:: Task brief ::
Within the listing below, the lines to output run from the one containing "Can you spot the distant church" through the one containing "Can you spot the cobblestone"; copy them exactly and nothing else.

:: Data to process ::
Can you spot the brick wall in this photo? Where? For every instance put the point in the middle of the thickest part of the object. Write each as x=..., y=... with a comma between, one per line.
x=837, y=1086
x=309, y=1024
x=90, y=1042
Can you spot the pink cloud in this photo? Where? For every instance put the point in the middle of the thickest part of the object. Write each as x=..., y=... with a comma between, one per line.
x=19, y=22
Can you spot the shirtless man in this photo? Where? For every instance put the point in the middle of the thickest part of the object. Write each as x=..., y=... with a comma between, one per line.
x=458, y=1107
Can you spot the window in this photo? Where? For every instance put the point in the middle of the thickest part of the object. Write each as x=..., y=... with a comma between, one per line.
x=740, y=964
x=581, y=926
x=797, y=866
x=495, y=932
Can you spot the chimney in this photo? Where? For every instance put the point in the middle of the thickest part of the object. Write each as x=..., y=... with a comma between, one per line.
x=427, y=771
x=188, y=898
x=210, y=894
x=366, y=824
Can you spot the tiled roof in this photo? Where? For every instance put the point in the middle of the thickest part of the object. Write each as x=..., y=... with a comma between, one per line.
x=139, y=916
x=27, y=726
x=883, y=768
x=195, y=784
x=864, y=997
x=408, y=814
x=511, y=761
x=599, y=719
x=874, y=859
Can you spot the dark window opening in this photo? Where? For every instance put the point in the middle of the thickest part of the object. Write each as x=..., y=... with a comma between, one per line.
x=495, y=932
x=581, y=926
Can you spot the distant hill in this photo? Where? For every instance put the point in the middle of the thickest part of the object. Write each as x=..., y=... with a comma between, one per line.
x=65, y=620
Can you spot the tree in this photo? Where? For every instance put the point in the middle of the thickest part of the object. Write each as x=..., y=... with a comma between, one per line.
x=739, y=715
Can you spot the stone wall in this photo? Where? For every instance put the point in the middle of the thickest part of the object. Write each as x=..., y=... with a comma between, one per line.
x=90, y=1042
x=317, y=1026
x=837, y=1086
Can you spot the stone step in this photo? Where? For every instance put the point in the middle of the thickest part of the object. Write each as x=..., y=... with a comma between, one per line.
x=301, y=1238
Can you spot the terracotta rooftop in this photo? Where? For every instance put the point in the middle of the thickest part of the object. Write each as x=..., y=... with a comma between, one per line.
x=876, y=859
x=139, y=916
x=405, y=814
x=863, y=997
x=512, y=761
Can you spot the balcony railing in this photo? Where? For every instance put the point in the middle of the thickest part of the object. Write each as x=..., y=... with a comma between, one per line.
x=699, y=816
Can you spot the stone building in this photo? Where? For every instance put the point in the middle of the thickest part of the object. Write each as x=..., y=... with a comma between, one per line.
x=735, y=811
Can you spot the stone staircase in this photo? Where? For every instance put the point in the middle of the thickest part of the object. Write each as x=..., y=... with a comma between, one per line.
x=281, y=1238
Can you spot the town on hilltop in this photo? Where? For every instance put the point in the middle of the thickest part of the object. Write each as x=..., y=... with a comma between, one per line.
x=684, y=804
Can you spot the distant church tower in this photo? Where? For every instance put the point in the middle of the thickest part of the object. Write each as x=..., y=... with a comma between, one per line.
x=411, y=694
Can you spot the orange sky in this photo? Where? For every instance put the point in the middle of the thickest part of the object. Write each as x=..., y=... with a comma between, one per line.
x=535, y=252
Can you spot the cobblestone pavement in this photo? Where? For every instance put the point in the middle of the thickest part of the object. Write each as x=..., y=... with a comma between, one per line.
--
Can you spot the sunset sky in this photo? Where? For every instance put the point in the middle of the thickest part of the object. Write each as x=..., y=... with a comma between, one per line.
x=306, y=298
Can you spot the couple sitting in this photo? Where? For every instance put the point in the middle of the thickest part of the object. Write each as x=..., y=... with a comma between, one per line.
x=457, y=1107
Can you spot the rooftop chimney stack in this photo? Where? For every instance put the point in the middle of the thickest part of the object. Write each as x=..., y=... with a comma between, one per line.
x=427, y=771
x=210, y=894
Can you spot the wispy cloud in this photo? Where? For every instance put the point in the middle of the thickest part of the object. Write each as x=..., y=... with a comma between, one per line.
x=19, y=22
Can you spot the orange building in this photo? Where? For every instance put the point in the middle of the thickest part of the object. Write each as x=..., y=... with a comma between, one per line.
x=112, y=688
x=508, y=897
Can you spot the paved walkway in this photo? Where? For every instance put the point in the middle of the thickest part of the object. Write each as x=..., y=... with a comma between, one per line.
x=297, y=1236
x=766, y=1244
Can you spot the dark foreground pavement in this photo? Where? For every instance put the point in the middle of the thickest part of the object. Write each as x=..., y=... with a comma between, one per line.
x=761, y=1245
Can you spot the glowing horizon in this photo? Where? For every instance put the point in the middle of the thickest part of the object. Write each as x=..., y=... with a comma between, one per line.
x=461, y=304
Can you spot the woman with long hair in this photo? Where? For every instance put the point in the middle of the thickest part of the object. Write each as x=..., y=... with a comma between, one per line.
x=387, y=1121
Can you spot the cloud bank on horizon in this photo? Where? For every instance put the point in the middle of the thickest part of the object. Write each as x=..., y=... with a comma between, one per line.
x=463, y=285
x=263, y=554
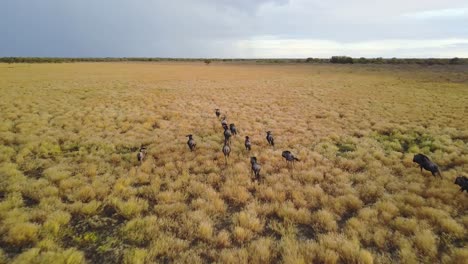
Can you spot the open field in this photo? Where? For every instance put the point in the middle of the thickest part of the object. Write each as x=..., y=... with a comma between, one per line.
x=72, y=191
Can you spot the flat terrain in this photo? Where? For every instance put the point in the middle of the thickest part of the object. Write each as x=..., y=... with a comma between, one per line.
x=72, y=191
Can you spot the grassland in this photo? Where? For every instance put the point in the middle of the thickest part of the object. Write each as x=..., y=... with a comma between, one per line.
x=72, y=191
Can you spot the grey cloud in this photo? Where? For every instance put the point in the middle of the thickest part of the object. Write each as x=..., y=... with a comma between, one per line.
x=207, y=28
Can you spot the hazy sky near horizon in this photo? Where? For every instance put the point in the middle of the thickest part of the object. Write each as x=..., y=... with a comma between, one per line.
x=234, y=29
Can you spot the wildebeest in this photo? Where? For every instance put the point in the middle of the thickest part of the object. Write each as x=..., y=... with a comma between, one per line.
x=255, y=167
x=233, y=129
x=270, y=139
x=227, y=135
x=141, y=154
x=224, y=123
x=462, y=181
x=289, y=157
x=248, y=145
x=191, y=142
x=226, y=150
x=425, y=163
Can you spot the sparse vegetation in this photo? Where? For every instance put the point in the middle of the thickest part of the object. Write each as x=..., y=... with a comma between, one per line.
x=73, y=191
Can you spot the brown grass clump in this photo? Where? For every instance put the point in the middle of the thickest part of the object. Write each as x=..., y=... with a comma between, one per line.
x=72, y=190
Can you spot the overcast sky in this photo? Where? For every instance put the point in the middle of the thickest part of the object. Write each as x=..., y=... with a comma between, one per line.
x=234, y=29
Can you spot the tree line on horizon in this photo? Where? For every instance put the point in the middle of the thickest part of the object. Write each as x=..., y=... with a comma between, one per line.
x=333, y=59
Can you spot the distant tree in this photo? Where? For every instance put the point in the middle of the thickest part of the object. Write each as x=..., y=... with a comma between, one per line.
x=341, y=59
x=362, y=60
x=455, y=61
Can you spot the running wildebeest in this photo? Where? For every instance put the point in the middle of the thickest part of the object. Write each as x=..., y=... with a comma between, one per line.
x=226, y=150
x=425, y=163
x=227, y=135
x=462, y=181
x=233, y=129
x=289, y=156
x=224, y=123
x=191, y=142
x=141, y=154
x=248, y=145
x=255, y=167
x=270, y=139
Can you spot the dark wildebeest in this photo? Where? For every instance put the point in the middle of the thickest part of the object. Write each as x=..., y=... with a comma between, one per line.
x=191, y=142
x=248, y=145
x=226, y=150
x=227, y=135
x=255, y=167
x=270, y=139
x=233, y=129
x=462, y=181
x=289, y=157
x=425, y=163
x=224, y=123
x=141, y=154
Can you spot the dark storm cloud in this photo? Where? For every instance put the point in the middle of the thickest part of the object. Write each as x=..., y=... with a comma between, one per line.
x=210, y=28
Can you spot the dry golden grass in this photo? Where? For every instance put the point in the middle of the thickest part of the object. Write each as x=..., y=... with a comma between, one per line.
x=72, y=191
* * *
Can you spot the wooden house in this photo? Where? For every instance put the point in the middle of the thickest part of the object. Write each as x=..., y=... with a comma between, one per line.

:: Task response ::
Can you spot the distant church tower in this photo? Where? For every instance put the point in the middle of the thickest part of the object. Write each as x=..., y=... with a comma between, one per line.
x=411, y=694
Can you spot the orange sky in this photo? Where? For every instance put the point in the middle of the thickest part of the object. Write each as x=..., y=... with a comma between, one per line.
x=535, y=252
Can you spot the cobblestone pavement in this photo? Where? For every instance put the point in the middle of the thickest part of the object. Write each as x=..., y=... with a comma between, one per line.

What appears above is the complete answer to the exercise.